• [EXERCISE GOAL]
All entries are to be copied verbatim, while the pictures stay out.

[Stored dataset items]
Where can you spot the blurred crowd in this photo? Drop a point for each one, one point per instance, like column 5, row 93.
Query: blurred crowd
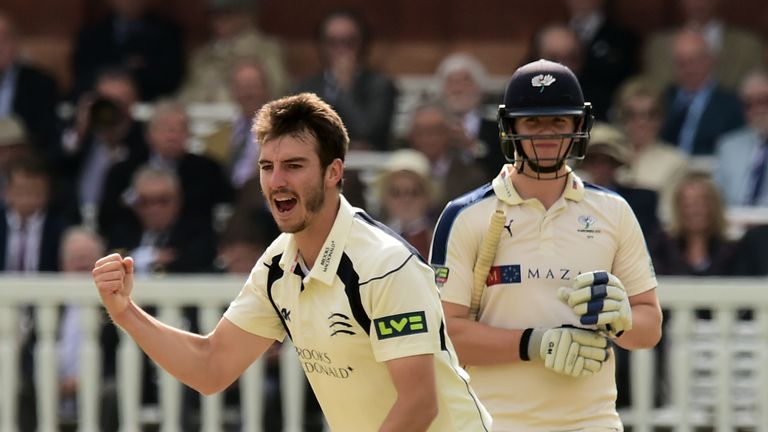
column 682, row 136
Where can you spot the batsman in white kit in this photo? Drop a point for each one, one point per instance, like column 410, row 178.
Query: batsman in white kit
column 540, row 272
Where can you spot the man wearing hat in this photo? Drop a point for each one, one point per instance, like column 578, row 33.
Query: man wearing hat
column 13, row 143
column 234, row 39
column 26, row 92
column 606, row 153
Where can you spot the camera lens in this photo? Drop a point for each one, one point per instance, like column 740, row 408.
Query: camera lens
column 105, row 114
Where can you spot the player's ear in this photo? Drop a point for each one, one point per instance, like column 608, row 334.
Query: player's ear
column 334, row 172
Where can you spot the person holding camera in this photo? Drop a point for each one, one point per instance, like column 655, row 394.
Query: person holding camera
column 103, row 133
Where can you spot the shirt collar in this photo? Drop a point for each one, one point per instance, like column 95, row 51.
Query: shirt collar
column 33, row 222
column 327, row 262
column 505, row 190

• [SOLUTION]
Where can you spot the blurred crowd in this photo? Drop a point for each one, one point per instance, like column 5, row 93.
Query: blurred crowd
column 682, row 136
Where can you spot the batsman in white kit in this photo? Drop a point for each one, one point per instance, like column 410, row 178.
Query: batsman in white kit
column 540, row 272
Where can you spot the man wearing hat in this photo? Drop a point for each one, one point per instance, like column 578, row 33.
Query: man wearing hat
column 13, row 143
column 234, row 39
column 26, row 92
column 606, row 153
Where can you spot the camera lens in this photo? Drop a point for each one, one point per instance, like column 740, row 408.
Query: camera lens
column 105, row 114
Where can you spot the player's ear in this photo? Drop a point for each one, one point per instance, like column 608, row 334.
Query: player's ear
column 334, row 172
Where can you spot the person holding camera in this photo? Drop a point for each one, one point per instance, like column 655, row 394.
Query: person holding camera
column 103, row 133
Where can you spot the shirt collar in this photo? Drop a point for each one, one point per instance, like column 95, row 51.
Query: shirt collar
column 33, row 222
column 327, row 262
column 505, row 190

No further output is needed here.